====== Supplied records ======

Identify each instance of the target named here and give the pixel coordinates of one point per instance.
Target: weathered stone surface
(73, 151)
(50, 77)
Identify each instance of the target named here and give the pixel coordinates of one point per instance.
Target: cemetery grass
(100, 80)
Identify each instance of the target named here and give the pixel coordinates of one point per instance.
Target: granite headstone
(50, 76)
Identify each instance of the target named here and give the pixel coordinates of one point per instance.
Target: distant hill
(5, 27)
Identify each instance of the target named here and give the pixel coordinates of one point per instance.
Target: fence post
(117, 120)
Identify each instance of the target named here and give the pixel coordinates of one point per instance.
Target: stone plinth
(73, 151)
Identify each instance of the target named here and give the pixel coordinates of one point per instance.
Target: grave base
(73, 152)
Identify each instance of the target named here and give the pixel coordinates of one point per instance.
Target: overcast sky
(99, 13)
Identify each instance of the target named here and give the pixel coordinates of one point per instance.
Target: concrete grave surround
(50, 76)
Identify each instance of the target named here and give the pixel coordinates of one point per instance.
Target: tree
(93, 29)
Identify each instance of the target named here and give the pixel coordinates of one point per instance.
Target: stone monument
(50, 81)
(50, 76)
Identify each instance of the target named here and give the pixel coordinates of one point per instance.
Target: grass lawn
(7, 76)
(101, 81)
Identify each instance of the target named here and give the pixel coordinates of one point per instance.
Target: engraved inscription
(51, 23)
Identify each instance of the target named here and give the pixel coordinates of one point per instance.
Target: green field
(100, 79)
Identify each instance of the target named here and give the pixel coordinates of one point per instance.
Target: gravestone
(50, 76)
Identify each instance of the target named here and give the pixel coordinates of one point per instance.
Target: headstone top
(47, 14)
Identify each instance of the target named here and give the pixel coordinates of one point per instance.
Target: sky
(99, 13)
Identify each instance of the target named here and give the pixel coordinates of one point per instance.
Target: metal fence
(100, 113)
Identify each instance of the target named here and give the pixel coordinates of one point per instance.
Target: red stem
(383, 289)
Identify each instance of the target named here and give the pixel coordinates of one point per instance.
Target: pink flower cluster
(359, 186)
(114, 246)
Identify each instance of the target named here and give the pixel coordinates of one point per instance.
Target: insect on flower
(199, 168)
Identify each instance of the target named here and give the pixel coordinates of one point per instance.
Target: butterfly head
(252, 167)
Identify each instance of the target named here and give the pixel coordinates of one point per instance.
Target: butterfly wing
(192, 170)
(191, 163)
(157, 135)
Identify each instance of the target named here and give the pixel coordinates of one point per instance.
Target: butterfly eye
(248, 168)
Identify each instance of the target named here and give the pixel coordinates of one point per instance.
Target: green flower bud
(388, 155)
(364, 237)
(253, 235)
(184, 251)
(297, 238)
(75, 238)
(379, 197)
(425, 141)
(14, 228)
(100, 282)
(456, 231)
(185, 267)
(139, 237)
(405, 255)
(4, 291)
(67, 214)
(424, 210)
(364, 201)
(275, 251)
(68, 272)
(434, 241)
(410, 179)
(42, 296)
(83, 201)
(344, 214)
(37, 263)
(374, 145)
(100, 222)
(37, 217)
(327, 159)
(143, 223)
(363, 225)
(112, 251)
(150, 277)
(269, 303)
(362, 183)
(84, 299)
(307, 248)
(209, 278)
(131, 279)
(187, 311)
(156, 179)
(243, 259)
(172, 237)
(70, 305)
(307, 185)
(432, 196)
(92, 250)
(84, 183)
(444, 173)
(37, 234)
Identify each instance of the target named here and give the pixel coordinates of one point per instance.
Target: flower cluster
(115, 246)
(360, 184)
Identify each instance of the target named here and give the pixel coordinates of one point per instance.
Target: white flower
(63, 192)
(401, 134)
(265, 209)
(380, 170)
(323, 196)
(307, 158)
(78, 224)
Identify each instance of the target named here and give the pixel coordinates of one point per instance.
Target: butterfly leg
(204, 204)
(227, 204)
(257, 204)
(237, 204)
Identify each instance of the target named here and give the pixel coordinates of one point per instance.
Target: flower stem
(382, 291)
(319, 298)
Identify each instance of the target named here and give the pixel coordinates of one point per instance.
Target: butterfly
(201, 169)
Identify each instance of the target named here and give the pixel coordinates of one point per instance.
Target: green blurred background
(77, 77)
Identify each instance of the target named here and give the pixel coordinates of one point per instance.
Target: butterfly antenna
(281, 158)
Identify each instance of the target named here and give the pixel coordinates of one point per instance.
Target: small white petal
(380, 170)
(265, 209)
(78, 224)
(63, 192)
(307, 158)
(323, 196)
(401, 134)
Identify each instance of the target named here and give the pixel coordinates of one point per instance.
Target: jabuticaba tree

======

**Task requirements**.
Reproduce each line of the data without any change.

**Expected output**.
Identify each instance of the target named here and give the pixel coordinates of one point per instance.
Target: weathered stone surface
(73, 151)
(50, 77)
Identify each instance of the target named here and give the pixel coordinates of one point per instance.
Target: cemetery grass
(100, 80)
Identify each instance of the target named here and give the pixel coordinates of one point per instance.
Target: granite headstone
(50, 76)
Identify each instance of the target named here and give the pixel coordinates of one point per instance.
Target: distant hill
(5, 27)
Identify each instance of the target named here and give the pixel coordinates of one point per instance.
Target: fence post
(117, 120)
Identify each instance of the target named here and give the pixel coordinates of one point per instance.
Target: stone plinth
(73, 151)
Identify each instance of the target named here and give the pixel coordinates of one point per instance.
Target: grave base
(73, 152)
Identify each instance of the target named here and give the pixel coordinates of one point per instance.
Target: overcast sky
(99, 13)
Identify each instance of the target named here and give the pixel coordinates of one point per instance.
Target: concrete grave surround
(50, 76)
Identify each instance of the target named here and give the pixel coordinates of one point per instance.
Target: tree
(93, 29)
Identify each instance of the target named here and give the pixel coordinates of one point per instance.
Target: stone monument
(50, 81)
(50, 76)
Identify each instance of the target named here and give the pixel coordinates of one point per instance.
Target: grass lawn
(7, 76)
(101, 81)
Identify each instance of the target named here and give the pixel coordinates of one point per instance.
Target: engraved inscription
(51, 23)
Identify each instance of the target named here and give the pixel coordinates of one point per instance.
Target: green field
(100, 79)
Identify each instance of the target named here and give the pixel coordinates of one point per instance.
Target: gravestone
(50, 76)
Identify each instance of the target named here and give the pixel coordinates of one point per instance.
Target: headstone top
(47, 14)
Identify each instance of the target named here and give the pixel coordinates of one point per instance.
Target: sky
(99, 13)
Identify each instance of the target named here and give the pixel coordinates of one point per instance.
Target: metal fence
(100, 113)
Identify each instance of the target named here and give the pixel coordinates of one point per instance.
Target: red stem
(383, 289)
Identify each instance of the target named here and give the pixel coordinates of one point per instance.
Target: pink flower cluster
(359, 186)
(114, 246)
Identify each instance of the target named here and give the pixel coordinates of one point per instance.
Target: insect on flower
(199, 168)
Identify each instance of the target named here and give the pixel coordinates of one point per instance.
Target: butterfly head
(252, 167)
Identify each instance of the target named here and give the pixel coordinates of one point per instance.
Target: butterfly wing
(192, 170)
(191, 163)
(157, 135)
Identify each instance of the target named here and give the pixel coordinates of one point per instance.
Target: butterfly eye
(248, 168)
Identify each instance of the target named here and give the pixel coordinates of one point per instance.
Target: green flower bud
(388, 155)
(364, 237)
(253, 235)
(184, 251)
(297, 238)
(75, 238)
(379, 197)
(425, 141)
(14, 228)
(100, 282)
(456, 231)
(185, 267)
(139, 237)
(405, 255)
(4, 291)
(67, 214)
(424, 210)
(364, 201)
(275, 251)
(68, 272)
(434, 241)
(410, 179)
(42, 296)
(83, 201)
(344, 214)
(37, 263)
(374, 145)
(100, 222)
(37, 217)
(327, 159)
(143, 223)
(363, 225)
(112, 251)
(150, 277)
(269, 303)
(362, 183)
(84, 299)
(307, 248)
(209, 278)
(131, 279)
(187, 311)
(156, 179)
(243, 259)
(172, 237)
(70, 305)
(307, 185)
(432, 196)
(92, 250)
(84, 183)
(444, 173)
(37, 234)
Identify each instance of the target named here and give the pixel coordinates of one point per instance.
Target: flower cluster
(115, 246)
(360, 184)
Identify each instance of the target named here and give the pixel coordinates of one point per instance.
Target: white flower
(63, 192)
(401, 134)
(265, 209)
(380, 170)
(323, 196)
(307, 158)
(78, 224)
Identify each instance of the target named here and give the pixel coordinates of one point per instance.
Target: butterfly leg
(204, 204)
(227, 204)
(257, 204)
(237, 204)
Identify each instance of the target named here and give the pixel coordinates of one point per instance.
Target: flower stem
(382, 291)
(319, 298)
Identify each instance of the target named here and give the pixel coordinates of one point per instance.
Target: butterfly
(201, 169)
Identify each instance of the target named here and give the pixel coordinates of one point per instance.
Target: green blurred background
(77, 77)
Identify each instance of the target named here and give the pixel coordinates of one point per instance.
Target: butterfly antenna
(281, 158)
Identify each instance of the target named here and give the pixel coordinates of one point per instance.
Target: small white petal
(380, 170)
(265, 209)
(78, 224)
(63, 192)
(307, 158)
(323, 196)
(401, 134)
Identify each instance of the target named here and give the pixel coordinates of one point per instance.
Target: jabuticaba tree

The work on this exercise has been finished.